▶ **Set exercise A**: According to the text on St. Coman's, why is such rich and diverse symbolism found at St. Coman's? Answer in one to three sentences.
▶ **Set exercise B**: From the text on St. Coman's, reproduce the passage from "The current church, built" to "and 1723 respectively.".

---- Source text

The final case study is that of St. Coman’s, Roscommon Town, Co. Roscommon. Unlike the other examples in this thesis which represent large scale use of the cadaver sculptural form, stone CRC1-A is a modest headstone with a simple cadaver motif.
The current church, built in 1775 comprises a three bay nave with castellated tower to the west with clocks on all faces. It was built on a site that was a centre of worship since the 6th century (St. Comans; Siggins 1994) and is “the first church dedicated to St. Coman (Kerrigan and Siggins, 2), for whom Roscommon was named. The current site was said to also be the site of St. Coman’s Abbey and evidence for its early Medieval occupation are present not only in the form of an ancient cross slab (recorded by George Petrie in 1863 as being 9th century in date) but also in the form of repurposed structural elements used to construct a south facing doorway (now boarded up) and windows in the tower. Evidence for it’s 17th century occupation are also identified in the form of two memorial plaques located on either side of the doorway dated to 1696 and 1723 respectively.
Roscommon limestone meant that a skilled workforce of masons resided in the area which is likely the reason for the rich and diverse symbolism to be found at St. Coman’s. Motifs ranging from the crucifixion and passion, mortality and trade symbols can be seen throughout the historic graveyard.

--------
---- Supplied data

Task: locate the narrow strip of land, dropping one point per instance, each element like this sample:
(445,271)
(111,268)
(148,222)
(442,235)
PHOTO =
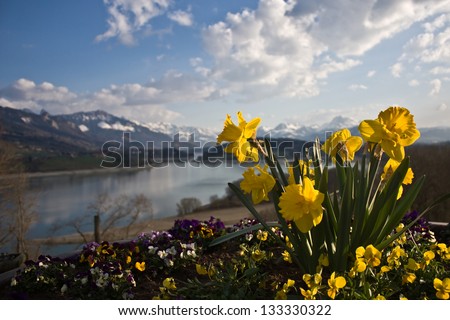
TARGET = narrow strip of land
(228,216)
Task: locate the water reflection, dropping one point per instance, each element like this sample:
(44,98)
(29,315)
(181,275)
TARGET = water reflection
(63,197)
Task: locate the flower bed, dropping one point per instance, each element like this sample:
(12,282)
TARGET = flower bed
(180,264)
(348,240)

--------
---- Supplied data

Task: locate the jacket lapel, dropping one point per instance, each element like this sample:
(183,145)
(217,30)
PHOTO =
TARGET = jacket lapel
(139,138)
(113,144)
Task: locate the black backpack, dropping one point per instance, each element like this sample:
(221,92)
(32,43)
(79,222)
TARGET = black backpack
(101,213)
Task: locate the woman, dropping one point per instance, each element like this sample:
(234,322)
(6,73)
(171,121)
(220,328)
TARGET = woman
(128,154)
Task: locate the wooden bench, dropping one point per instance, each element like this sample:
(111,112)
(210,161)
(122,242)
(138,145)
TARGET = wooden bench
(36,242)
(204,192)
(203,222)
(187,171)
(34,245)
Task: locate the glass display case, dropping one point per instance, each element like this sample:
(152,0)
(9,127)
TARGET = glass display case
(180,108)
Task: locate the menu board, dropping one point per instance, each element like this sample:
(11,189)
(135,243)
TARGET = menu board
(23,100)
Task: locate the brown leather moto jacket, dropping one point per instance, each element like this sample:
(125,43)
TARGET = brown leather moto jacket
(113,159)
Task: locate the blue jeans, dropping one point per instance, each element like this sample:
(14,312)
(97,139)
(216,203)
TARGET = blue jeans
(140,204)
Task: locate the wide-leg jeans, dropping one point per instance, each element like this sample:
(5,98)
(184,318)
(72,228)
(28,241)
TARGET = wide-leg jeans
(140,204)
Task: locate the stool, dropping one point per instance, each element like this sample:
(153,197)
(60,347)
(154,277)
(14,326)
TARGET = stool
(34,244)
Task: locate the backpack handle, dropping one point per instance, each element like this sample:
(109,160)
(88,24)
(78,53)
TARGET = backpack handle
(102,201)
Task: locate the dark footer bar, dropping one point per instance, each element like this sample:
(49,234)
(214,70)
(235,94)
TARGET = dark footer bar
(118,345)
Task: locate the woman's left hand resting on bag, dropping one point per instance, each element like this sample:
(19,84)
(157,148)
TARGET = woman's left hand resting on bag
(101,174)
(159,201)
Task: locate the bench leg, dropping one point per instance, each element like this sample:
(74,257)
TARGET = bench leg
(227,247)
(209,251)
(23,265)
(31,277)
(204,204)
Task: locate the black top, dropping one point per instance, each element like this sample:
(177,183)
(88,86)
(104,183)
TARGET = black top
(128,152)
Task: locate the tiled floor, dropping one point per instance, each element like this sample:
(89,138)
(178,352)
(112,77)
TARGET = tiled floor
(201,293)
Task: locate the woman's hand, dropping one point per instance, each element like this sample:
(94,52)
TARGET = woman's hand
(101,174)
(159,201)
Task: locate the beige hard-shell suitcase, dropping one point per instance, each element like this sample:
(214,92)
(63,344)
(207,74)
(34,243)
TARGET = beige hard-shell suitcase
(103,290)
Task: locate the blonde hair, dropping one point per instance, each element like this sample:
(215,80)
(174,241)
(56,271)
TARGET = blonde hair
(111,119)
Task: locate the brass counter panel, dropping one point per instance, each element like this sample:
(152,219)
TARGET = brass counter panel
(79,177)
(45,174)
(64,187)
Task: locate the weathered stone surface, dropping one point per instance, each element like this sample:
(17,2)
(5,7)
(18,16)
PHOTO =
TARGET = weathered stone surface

--------

▶ **Full output A**: Roscommon limestone meant that a skilled workforce of masons lived in the area. The text gives this as the likely reason for the rich and diverse symbolism at St. Coman's.

▶ **Full output B**:
The current church, built in 1775 comprises a three bay nave with castellated tower to the west with clocks on all faces. It was built on a site that was a centre of worship since the 6th century (St. Comans; Siggins 1994) and is “the first church dedicated to St. Coman (Kerrigan and Siggins, 2), for whom Roscommon was named. The current site was said to also be the site of St. Coman’s Abbey and evidence for its early Medieval occupation are present not only in the form of an ancient cross slab (recorded by George Petrie in 1863 as being 9th century in date) but also in the form of repurposed structural elements used to construct a south facing doorway (now boarded up) and windows in the tower. Evidence for it’s 17th century occupation are also identified in the form of two memorial plaques located on either side of the doorway dated to 1696 and 1723 respectively.